What you are asked to do
Take the listing below and output it again exactly.

Source material

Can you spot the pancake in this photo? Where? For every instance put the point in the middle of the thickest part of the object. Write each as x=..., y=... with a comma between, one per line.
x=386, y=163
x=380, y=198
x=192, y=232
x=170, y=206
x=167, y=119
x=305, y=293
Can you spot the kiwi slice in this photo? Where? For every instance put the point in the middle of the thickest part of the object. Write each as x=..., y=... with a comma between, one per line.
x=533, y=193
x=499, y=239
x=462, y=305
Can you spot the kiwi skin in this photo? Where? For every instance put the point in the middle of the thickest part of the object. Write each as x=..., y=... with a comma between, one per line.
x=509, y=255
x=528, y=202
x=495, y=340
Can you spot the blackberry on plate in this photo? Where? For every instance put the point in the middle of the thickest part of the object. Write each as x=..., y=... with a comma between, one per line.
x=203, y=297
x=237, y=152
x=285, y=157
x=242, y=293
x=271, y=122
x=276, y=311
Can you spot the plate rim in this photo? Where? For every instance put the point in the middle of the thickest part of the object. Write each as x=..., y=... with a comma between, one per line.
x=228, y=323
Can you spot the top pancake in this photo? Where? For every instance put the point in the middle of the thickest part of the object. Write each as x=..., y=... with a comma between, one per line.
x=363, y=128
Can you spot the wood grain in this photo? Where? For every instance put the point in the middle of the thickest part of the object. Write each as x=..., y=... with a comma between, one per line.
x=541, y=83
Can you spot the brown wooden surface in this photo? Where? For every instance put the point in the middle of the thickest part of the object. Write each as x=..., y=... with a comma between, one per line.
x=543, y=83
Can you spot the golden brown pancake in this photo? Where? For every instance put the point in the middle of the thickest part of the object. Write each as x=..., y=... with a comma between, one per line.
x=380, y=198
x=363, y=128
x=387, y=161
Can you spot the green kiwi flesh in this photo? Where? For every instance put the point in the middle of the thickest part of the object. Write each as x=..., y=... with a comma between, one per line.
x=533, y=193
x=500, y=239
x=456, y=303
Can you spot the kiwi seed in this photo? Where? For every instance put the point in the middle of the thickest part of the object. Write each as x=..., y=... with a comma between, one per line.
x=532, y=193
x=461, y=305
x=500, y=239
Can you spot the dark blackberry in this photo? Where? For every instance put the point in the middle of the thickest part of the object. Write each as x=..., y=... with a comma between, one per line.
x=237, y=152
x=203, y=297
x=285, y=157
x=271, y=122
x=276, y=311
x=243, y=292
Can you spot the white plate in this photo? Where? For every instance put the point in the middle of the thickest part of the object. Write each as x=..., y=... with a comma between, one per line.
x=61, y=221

Task answer
Can you spot the pancake in this photo? Where? For every instance put the point in the middle of the thickest part of the object. Write each as x=..., y=... with a comma between, one per line.
x=386, y=163
x=380, y=198
x=192, y=232
x=170, y=206
x=167, y=119
x=305, y=293
Can you spot the kiwi slice in this photo? Where? For every instance put the point in the middle of the thickest part of the object. Write each as x=..., y=... with a comma between, one per line.
x=533, y=193
x=499, y=239
x=462, y=305
Can you spot the kiwi skin in this photo? Where? For every instance put the point in the middle of the thickest part of the object. Write each as x=..., y=... with a comma between, one per line.
x=509, y=255
x=528, y=202
x=495, y=340
Can you spot the blackberry on plate in this photo? Where? For every instance put the point in the middle of the thickest part of the object. Write each as x=..., y=... with a comma between, one per line.
x=203, y=297
x=237, y=152
x=285, y=157
x=242, y=293
x=271, y=122
x=276, y=311
Can you spot the plate rim in this photo? Where? For every instance put the point in the middle of the thickest part of the object. Write each as x=..., y=... with a comma between, one per line.
x=228, y=323
Can you spot the top pancake in this photo? Where? For every instance put the point in the middle of the thickest part of the object. Write each as x=..., y=... with a comma between, one per line.
x=363, y=128
Can you spot the wood grain in this photo? Where? For every instance put the point in the middle of the thickest part of the object. Write each as x=..., y=... with a comma between, one per line.
x=541, y=83
Can you spot the brown wooden surface in this photo? Where? For every instance put the point in the middle of the thickest part of the object. Write each as x=..., y=... with a comma between, one per line.
x=543, y=83
Can you spot the golden brown pancake in this photo? Where? For every instance put the point in the middle of the thickest part of the object. Write each as x=..., y=... with a comma between, one per line.
x=380, y=198
x=363, y=128
x=387, y=161
Can you spot the green kiwi flesh in this photo? Where? For every instance put the point in the middle of the thickest part of the object. Write each as x=..., y=... with a comma between, one per line.
x=533, y=193
x=500, y=239
x=456, y=303
Can you spot the kiwi seed in this photo? Where? For every instance put the point in the middle of the thickest part of the object. Write each as x=..., y=... with a comma between, one per line.
x=532, y=193
x=461, y=305
x=500, y=239
Can you spot the dark blackberry in this photo? Where? For every instance put the point in the middle of the thickest part of the object. Write each as x=..., y=... with a comma between, one per line.
x=237, y=152
x=203, y=297
x=285, y=157
x=271, y=122
x=276, y=311
x=243, y=292
Can you spot the white plate in this photo? Where? For every instance put the point in the middle of the thickest part of the object. Write each as x=..., y=... with a comma between, one per line.
x=61, y=221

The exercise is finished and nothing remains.